> **Given information**
▬▬▬▬▬▬
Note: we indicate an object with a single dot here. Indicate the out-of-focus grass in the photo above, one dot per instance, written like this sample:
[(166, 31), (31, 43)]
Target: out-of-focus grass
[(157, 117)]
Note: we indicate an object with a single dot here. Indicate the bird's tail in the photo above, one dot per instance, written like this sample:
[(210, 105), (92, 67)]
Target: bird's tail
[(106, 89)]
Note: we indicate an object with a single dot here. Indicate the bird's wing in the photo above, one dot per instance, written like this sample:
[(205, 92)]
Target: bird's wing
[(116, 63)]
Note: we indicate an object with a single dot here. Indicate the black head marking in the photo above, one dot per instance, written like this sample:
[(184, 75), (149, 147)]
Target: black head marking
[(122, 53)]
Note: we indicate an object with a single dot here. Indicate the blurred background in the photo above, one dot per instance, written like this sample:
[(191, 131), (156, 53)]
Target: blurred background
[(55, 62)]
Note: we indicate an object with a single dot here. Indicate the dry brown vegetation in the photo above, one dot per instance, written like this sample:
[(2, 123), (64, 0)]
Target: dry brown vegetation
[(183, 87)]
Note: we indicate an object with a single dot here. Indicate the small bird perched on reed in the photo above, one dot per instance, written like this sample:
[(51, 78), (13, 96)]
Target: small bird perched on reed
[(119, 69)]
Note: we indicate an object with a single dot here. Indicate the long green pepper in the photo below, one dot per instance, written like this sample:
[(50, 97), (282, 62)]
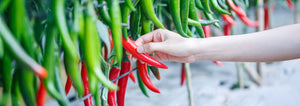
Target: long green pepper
[(149, 10), (116, 27), (70, 55), (92, 49), (194, 15), (175, 11)]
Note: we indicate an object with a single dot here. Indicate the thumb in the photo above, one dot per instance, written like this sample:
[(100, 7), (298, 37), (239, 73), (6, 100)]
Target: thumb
[(150, 47)]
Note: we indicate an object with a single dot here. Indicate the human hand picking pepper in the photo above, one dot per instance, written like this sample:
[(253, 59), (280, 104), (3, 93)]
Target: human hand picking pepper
[(272, 45)]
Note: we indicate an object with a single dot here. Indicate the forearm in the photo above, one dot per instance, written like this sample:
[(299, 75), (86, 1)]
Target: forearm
[(272, 45)]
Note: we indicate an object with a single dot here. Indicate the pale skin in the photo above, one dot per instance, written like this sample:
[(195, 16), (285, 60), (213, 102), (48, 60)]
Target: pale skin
[(276, 44)]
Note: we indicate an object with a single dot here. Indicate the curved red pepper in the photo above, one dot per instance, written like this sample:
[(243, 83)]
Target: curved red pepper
[(183, 75), (68, 85), (143, 72), (40, 97), (238, 10), (122, 83), (111, 99), (290, 4), (131, 76), (267, 25), (227, 29), (228, 19), (130, 46), (85, 80)]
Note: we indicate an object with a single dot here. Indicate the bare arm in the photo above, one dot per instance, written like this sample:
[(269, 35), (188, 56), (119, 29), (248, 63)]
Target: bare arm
[(272, 45)]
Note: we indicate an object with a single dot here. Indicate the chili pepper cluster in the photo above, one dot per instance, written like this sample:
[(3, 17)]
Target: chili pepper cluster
[(90, 44)]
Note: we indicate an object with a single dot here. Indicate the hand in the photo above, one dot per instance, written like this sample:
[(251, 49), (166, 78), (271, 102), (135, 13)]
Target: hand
[(168, 45)]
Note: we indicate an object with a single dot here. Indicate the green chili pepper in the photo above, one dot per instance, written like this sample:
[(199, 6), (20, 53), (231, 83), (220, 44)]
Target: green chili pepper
[(211, 17), (135, 20), (103, 14), (70, 54), (194, 15), (222, 3), (125, 12), (92, 56), (184, 14), (50, 60), (7, 78), (142, 85), (149, 10), (3, 5), (15, 89), (218, 8), (199, 4), (202, 22), (130, 5), (116, 27), (206, 5), (175, 11), (146, 25)]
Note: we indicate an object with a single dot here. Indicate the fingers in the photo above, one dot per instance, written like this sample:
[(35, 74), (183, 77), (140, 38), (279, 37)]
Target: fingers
[(150, 48), (154, 36)]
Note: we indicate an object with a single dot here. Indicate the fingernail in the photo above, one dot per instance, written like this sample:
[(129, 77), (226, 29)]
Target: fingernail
[(140, 49)]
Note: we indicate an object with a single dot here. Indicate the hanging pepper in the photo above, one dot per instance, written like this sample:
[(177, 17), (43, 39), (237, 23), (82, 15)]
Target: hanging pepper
[(103, 14), (149, 10), (228, 19), (218, 8), (267, 24), (290, 4), (92, 56), (194, 15), (176, 16), (184, 13), (114, 73), (227, 29), (183, 75), (115, 26), (141, 85), (238, 10), (40, 97), (122, 83), (131, 76), (70, 54), (18, 52), (143, 72), (85, 80), (131, 47), (155, 72)]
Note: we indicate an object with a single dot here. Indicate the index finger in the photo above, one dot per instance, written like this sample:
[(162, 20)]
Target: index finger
[(154, 36)]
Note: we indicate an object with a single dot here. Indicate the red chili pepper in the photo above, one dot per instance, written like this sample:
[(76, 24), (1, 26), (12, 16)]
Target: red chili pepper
[(227, 29), (131, 76), (40, 97), (130, 46), (85, 80), (249, 22), (110, 39), (143, 72), (238, 10), (68, 85), (228, 19), (290, 4), (111, 99), (122, 83), (267, 25), (183, 75)]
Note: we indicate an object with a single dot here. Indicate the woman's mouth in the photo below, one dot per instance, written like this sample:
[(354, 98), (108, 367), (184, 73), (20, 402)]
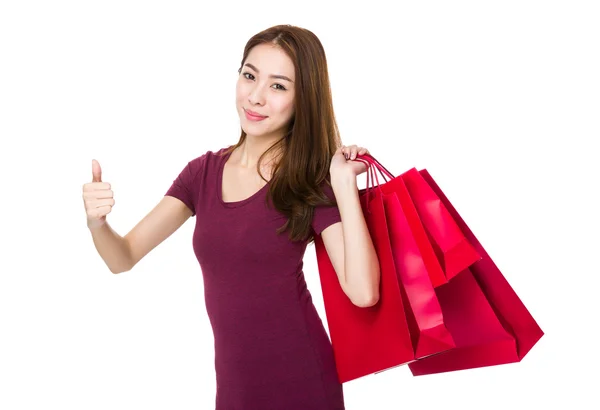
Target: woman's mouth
[(252, 116)]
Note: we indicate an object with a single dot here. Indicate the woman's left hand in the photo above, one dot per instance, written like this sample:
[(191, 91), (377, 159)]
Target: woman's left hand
[(344, 160)]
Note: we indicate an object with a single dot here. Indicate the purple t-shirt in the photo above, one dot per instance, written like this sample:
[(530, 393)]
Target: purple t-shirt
[(271, 348)]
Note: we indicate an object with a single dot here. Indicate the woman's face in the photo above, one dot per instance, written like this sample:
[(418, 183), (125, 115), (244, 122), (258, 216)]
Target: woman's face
[(265, 87)]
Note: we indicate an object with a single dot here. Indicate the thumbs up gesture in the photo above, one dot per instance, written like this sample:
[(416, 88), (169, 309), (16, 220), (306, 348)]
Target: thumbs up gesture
[(97, 198)]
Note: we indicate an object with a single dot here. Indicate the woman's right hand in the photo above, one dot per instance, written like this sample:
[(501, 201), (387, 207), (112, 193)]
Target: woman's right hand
[(97, 198)]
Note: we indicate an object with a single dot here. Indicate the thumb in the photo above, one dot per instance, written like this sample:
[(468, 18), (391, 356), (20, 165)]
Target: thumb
[(96, 171)]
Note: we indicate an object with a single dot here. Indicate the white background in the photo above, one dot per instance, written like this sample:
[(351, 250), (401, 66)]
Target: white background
[(499, 100)]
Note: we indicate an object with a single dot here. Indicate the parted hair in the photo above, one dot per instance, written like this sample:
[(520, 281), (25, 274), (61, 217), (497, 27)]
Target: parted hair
[(303, 155)]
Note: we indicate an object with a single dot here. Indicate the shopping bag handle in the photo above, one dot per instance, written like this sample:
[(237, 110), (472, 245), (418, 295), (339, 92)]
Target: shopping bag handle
[(383, 170)]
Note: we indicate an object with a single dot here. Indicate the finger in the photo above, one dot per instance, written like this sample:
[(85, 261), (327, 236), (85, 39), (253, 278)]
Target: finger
[(96, 171)]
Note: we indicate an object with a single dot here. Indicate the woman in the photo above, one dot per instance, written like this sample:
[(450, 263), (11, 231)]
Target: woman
[(258, 204)]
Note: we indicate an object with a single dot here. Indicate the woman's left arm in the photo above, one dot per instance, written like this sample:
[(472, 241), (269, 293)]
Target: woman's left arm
[(349, 244)]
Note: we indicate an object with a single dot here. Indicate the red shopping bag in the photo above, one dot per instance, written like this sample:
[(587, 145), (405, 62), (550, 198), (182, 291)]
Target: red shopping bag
[(453, 250), (374, 339), (488, 321), (414, 259)]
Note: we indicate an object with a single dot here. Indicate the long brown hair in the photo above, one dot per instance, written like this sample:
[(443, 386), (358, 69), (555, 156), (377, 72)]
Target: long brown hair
[(313, 136)]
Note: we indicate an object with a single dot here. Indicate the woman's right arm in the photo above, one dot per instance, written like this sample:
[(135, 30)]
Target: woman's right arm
[(121, 254)]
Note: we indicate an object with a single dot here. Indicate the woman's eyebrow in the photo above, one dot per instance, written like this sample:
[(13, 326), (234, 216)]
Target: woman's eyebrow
[(278, 76)]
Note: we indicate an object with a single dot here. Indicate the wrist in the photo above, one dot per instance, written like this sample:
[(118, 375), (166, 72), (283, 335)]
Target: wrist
[(342, 179)]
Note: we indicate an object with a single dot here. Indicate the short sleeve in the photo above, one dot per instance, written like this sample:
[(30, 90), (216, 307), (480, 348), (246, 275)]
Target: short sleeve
[(325, 215), (185, 187)]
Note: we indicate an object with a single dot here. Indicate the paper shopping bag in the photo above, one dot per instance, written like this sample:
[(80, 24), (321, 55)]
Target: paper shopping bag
[(487, 319), (452, 248), (423, 311), (373, 339)]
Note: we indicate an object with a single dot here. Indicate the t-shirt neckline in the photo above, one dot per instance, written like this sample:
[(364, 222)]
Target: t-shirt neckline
[(234, 204)]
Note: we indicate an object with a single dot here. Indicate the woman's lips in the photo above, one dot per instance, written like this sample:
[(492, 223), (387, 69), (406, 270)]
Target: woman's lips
[(253, 116)]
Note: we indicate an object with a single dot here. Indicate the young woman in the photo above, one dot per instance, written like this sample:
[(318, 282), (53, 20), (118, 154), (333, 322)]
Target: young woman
[(258, 204)]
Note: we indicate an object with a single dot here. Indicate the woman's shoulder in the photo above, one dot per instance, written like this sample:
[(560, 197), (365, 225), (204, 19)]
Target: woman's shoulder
[(208, 159)]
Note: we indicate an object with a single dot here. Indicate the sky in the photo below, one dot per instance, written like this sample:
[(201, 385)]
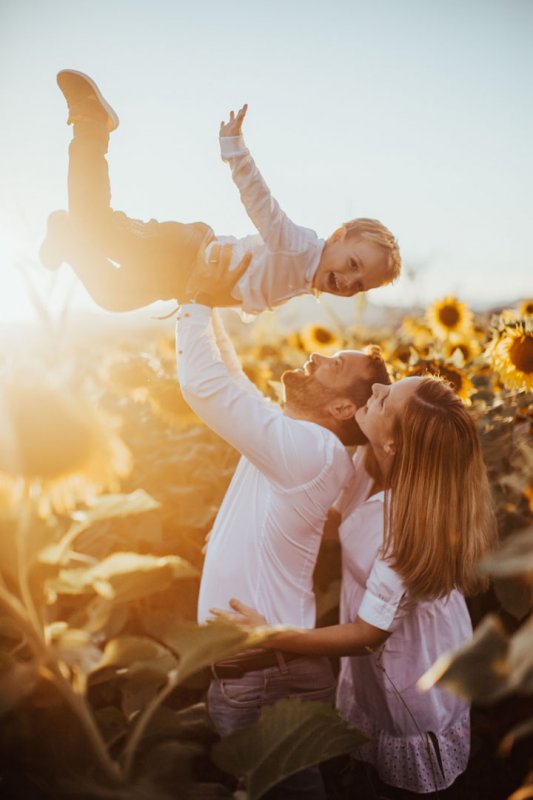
▬▬▬▬▬▬
> **The task**
Rewrite the listing from the line with "Indicate the purple" to the line with "[(265, 87)]", putting "purple shirt" wherever "purple t-shirt" appears and leaving everything else unchanged.

> **Task output**
Note: we indicate an object with a single dot here. Indicate the purple shirt in the photo above, one dot per instance, written like this sample:
[(530, 393)]
Target: purple shirt
[(271, 348)]
Note: we indicate an object with a single dot here. Indicate the woman's face in the photo above, one dot per instance, written like this sample:
[(418, 183), (125, 115), (244, 122), (258, 216)]
Target: woman's face
[(265, 87)]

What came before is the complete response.